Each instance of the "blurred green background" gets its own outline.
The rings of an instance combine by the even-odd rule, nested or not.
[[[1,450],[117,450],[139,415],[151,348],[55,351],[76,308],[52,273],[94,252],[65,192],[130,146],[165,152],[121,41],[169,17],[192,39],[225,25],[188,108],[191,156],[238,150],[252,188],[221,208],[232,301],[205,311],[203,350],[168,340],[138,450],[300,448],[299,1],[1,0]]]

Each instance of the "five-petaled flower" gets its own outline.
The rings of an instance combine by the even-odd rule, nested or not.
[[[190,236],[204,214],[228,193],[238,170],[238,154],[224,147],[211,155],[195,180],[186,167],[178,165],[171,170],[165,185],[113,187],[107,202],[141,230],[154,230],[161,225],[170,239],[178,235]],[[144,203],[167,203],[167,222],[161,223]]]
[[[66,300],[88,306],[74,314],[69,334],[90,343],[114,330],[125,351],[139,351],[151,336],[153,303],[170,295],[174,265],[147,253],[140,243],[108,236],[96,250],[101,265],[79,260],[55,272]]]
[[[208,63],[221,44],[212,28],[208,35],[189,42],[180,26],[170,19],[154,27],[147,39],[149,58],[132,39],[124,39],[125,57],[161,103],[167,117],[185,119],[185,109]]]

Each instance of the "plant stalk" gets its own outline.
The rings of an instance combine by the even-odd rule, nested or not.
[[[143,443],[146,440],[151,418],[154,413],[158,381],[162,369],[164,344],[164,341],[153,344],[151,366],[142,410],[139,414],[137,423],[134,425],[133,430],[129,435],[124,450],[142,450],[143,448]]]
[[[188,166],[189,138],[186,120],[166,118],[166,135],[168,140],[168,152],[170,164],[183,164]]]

--

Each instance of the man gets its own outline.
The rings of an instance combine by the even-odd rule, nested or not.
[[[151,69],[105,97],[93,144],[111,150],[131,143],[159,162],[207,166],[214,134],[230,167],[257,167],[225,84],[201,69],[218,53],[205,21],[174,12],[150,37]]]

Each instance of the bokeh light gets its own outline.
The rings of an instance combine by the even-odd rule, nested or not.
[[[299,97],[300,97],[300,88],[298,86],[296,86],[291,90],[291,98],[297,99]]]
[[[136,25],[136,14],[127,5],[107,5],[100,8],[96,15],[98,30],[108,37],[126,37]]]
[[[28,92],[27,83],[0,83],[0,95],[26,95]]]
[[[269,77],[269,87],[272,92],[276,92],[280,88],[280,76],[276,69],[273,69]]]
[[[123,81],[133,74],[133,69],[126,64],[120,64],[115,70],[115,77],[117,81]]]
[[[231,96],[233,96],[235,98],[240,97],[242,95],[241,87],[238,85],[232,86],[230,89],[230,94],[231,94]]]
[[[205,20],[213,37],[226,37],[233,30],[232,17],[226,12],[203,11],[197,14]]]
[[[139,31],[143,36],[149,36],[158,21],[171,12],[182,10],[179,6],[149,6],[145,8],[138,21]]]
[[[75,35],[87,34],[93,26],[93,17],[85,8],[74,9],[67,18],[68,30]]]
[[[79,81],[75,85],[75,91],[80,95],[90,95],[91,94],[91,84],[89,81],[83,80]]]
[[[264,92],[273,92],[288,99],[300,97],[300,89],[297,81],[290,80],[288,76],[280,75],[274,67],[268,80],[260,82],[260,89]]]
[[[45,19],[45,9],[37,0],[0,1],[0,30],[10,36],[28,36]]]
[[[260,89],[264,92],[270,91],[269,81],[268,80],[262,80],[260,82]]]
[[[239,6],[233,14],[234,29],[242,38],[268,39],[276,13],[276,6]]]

...

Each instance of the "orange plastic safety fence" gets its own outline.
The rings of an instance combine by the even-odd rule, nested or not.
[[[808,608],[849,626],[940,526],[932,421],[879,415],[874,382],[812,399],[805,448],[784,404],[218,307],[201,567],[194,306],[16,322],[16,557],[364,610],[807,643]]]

• To do: State the number of lines in the records that include the word "outline", and add nothing to it.

• Written solution: 6